--- begin ---

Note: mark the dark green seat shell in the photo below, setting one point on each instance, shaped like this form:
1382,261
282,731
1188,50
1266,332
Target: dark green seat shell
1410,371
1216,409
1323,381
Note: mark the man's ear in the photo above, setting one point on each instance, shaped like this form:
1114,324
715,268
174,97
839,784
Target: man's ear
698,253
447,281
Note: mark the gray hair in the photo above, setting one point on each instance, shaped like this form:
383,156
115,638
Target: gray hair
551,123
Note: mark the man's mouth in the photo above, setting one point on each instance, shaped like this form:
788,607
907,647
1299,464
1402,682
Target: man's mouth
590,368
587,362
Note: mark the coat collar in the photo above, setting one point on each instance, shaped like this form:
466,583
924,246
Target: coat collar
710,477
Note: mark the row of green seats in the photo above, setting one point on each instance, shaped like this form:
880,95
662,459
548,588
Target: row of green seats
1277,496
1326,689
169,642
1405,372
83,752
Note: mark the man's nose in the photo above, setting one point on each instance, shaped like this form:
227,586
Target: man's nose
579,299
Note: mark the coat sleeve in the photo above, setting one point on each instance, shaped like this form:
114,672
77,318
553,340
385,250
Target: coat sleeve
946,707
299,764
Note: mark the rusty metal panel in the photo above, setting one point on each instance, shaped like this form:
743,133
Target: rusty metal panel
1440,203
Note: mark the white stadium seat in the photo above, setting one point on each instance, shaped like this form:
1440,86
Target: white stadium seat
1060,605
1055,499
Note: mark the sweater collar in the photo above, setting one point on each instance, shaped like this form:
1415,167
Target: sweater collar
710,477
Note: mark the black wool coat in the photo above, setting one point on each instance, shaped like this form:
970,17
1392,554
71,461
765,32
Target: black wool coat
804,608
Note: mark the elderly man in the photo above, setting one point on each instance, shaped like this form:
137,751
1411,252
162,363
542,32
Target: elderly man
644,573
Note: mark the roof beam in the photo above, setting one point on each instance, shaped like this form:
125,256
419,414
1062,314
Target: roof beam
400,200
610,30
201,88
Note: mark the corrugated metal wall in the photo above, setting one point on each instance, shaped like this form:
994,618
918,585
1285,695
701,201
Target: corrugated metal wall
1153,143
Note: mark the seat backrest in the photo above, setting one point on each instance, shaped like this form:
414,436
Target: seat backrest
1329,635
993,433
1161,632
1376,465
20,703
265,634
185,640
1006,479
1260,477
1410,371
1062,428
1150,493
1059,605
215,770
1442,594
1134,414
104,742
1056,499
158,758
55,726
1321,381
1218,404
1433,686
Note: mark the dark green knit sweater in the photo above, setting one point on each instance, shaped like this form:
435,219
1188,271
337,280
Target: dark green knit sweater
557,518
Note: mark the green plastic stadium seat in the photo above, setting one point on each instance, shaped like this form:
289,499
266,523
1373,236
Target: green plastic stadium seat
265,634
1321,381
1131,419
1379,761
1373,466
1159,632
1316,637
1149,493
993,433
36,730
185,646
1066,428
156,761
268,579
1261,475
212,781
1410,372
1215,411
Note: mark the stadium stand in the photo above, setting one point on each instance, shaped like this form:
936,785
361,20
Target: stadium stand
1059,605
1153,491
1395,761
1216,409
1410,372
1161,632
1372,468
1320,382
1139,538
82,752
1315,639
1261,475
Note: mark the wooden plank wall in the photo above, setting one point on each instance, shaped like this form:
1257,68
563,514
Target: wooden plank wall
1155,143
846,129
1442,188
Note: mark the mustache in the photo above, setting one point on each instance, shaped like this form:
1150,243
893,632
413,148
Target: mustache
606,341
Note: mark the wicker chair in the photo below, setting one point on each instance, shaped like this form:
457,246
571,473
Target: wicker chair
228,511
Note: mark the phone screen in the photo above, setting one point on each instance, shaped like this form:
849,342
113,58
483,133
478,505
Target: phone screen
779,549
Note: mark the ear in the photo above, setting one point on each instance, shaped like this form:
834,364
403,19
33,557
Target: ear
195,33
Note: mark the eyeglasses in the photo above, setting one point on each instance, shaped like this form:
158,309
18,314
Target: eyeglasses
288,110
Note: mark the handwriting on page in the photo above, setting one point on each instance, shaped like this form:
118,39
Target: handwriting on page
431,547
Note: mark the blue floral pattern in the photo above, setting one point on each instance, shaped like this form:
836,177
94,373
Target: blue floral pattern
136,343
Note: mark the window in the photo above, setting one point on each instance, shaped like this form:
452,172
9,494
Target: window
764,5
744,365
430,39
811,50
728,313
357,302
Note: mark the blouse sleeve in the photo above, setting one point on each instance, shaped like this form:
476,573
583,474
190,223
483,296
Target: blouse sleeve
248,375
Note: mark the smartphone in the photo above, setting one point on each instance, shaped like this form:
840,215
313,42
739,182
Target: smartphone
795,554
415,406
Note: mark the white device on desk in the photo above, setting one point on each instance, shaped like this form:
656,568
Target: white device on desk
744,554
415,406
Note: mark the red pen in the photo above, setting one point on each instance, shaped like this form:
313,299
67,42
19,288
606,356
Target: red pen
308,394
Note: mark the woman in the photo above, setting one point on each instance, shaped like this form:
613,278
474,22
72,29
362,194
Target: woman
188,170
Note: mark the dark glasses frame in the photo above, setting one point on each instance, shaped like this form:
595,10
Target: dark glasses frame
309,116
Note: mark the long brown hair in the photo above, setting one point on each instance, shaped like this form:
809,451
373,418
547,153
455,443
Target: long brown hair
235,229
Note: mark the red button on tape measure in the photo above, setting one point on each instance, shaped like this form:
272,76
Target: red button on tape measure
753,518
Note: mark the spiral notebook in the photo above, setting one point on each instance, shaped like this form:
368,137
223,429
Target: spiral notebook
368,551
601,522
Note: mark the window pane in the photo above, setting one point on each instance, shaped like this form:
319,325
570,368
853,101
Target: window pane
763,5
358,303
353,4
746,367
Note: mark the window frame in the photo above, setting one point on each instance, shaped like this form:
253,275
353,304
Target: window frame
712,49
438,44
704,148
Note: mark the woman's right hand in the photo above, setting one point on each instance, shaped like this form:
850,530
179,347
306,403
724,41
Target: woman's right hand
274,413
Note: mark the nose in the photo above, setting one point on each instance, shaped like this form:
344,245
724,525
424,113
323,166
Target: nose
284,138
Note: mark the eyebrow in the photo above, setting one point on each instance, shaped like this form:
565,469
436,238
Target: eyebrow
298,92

--- end ---
--- begin ---

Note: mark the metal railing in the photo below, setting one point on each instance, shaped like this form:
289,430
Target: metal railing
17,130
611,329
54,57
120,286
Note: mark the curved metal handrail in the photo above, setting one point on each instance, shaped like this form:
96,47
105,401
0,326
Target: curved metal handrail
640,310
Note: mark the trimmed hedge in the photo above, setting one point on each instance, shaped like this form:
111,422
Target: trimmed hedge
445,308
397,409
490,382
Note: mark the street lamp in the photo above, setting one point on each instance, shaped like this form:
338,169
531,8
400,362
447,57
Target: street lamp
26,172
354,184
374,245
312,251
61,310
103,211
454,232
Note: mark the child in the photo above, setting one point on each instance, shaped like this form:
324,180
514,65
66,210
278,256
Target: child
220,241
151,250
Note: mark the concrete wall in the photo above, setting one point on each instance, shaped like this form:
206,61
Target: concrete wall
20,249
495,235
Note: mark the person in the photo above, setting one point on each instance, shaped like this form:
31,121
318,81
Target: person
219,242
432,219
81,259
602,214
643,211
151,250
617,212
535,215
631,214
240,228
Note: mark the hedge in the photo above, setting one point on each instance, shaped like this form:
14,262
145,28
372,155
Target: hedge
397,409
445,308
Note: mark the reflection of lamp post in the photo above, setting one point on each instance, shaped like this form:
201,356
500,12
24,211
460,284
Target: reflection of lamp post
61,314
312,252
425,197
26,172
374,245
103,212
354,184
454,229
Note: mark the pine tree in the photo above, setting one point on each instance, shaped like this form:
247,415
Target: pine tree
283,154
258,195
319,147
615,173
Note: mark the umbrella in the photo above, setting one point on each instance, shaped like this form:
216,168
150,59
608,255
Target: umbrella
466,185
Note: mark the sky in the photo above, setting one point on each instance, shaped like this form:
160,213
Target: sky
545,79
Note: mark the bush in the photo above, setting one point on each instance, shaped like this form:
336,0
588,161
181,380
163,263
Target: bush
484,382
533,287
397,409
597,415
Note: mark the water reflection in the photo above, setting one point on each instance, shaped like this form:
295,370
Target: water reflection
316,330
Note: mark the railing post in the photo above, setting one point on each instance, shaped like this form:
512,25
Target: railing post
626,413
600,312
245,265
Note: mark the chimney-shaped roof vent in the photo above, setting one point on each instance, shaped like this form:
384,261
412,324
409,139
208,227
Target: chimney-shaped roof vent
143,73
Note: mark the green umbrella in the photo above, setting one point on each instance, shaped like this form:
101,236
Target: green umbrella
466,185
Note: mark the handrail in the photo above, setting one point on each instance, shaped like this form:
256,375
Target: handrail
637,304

--- end ---
--- begin ---

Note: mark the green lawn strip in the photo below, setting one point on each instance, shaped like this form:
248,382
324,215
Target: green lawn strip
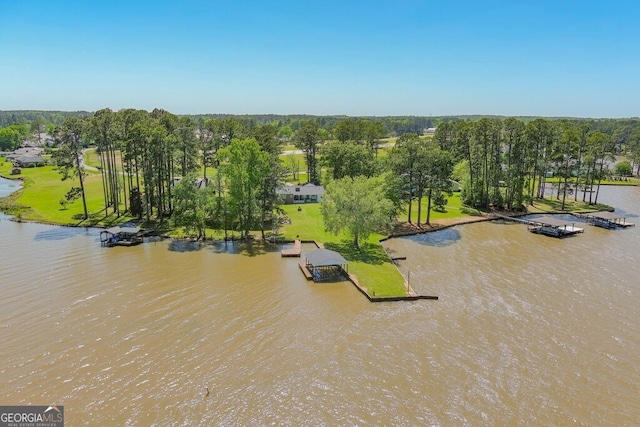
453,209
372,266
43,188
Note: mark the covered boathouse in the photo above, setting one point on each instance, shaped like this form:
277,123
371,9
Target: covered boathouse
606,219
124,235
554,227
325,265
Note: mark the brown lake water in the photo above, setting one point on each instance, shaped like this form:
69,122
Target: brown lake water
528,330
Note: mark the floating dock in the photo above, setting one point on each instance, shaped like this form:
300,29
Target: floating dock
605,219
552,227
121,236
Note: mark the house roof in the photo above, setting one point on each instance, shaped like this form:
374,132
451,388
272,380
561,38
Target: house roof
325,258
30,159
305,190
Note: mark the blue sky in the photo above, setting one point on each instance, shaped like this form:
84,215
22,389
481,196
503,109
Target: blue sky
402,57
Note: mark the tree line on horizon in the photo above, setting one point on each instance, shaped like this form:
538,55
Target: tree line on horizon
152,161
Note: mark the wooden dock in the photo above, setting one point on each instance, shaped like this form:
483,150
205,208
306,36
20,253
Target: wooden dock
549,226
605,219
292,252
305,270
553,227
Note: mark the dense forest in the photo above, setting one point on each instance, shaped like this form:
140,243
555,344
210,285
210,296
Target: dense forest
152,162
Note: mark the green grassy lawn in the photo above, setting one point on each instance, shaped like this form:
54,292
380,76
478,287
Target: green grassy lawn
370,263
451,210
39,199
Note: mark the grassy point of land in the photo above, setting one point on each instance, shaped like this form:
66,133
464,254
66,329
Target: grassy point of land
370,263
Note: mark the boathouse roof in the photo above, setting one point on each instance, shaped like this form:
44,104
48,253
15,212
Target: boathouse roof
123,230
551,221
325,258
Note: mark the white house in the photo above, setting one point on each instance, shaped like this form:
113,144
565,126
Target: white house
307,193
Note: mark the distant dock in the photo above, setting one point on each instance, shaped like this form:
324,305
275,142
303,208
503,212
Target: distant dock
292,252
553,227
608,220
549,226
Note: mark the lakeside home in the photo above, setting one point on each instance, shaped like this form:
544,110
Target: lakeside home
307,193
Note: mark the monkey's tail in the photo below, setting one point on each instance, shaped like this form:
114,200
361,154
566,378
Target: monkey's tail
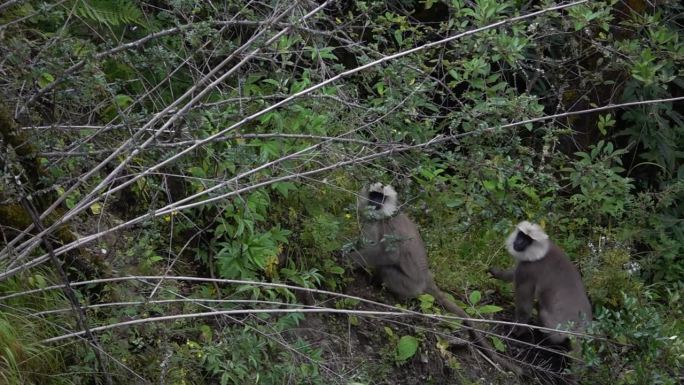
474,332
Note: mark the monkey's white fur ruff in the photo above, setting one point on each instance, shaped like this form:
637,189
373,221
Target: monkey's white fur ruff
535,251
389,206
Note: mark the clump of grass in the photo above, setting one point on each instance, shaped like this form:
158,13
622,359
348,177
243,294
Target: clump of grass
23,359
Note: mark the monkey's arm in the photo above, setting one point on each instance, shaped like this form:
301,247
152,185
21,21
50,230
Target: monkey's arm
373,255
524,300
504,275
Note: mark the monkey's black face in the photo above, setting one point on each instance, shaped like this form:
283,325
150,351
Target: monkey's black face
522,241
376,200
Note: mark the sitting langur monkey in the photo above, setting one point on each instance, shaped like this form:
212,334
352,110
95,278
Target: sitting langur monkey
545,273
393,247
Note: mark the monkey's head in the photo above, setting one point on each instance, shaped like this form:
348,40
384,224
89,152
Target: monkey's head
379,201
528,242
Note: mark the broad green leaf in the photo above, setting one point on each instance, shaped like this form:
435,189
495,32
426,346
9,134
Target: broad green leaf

--- end ---

◆ GIVEN INSTRUCTION
Find every line in the records above that contains the string "sleeve", and copy each of those lines in full. Case counts.

◆ FULL RESPONSE
Note: mark the coat sleeve in the photo above, setting one point on each instance, shaped like this form:
Target: coat sleeve
Note: mark the blouse sleeve in the photo above, setting one point on each instance, shaped like this form:
Target: blouse sleeve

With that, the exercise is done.